_What the task asks_
Using the records below, transcribe word for word the stretch from the line that contains "Target: green leaf" through the line that contains "Target: background vegetation", both end lines included, and nothing else.

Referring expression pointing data
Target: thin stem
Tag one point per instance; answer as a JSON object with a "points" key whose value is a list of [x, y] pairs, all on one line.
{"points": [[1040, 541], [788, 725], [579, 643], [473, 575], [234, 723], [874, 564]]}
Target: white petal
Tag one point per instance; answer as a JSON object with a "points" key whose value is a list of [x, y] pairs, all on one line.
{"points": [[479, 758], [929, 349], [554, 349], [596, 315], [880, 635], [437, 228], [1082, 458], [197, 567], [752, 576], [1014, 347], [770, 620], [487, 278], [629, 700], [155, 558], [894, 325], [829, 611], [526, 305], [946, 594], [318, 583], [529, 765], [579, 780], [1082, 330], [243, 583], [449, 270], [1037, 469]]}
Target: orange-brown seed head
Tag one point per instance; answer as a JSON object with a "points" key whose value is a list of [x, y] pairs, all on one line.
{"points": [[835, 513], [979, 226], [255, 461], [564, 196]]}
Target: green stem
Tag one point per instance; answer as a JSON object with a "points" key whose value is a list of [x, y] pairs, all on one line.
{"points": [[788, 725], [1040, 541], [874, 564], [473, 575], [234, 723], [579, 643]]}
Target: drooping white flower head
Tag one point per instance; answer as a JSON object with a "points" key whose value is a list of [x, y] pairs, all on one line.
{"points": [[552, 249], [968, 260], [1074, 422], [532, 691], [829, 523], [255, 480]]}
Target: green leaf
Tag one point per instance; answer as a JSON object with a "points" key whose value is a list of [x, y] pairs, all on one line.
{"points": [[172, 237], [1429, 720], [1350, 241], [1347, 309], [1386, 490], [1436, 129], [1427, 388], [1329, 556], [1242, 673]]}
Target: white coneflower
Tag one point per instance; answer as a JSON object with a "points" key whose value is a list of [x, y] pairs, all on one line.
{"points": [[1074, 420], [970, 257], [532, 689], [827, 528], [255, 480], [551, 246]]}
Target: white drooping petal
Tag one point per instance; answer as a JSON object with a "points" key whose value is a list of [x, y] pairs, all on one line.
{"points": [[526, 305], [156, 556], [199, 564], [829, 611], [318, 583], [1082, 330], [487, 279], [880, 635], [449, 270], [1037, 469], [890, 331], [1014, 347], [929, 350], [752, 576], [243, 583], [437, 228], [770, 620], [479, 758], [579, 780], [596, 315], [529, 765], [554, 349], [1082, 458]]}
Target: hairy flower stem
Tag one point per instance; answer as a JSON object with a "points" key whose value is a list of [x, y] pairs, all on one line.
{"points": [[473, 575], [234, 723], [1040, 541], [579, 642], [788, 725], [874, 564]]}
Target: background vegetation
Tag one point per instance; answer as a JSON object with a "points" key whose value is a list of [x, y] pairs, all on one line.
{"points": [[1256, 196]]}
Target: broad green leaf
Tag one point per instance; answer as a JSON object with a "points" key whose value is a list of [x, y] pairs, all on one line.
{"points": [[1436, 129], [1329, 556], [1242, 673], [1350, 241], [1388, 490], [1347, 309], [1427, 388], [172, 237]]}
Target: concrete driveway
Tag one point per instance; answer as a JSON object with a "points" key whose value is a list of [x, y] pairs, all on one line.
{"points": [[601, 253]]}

_Output below_
Target: green leaf
Tag one point per instance; answer as a JSON object with a "points" key whose value is a list of [x, y] pairs, all on one line.
{"points": [[172, 237], [1429, 720], [1350, 241], [1347, 309], [1386, 490], [1436, 129], [1427, 388], [1329, 556], [1242, 673]]}
Target: white coneflower
Tag one point per instance; answer as a JSON object with a "points" key whose value is a list of [x, y] pairs, all on one line.
{"points": [[1074, 420], [970, 257], [532, 689], [827, 528], [255, 480], [551, 246]]}
Target: white drooping petal
Tag one point per instance; answer as a JSON object with a "points" key whose value is a list of [x, y] pairs, all on one line.
{"points": [[526, 305], [156, 556], [199, 564], [829, 611], [318, 583], [1082, 330], [487, 279], [880, 635], [449, 270], [1037, 469], [890, 331], [1014, 347], [929, 350], [752, 576], [243, 583], [437, 228], [770, 620], [479, 758], [579, 780], [596, 315], [529, 765], [554, 349], [1082, 458]]}
Target: hairy flower stem
Tag one point per instance; answer as a JSON object with a "points" key whose value is a list of [x, y] pairs, all on one line.
{"points": [[473, 575], [234, 723], [1040, 541], [579, 642], [788, 725], [874, 564]]}
Target: background vegetation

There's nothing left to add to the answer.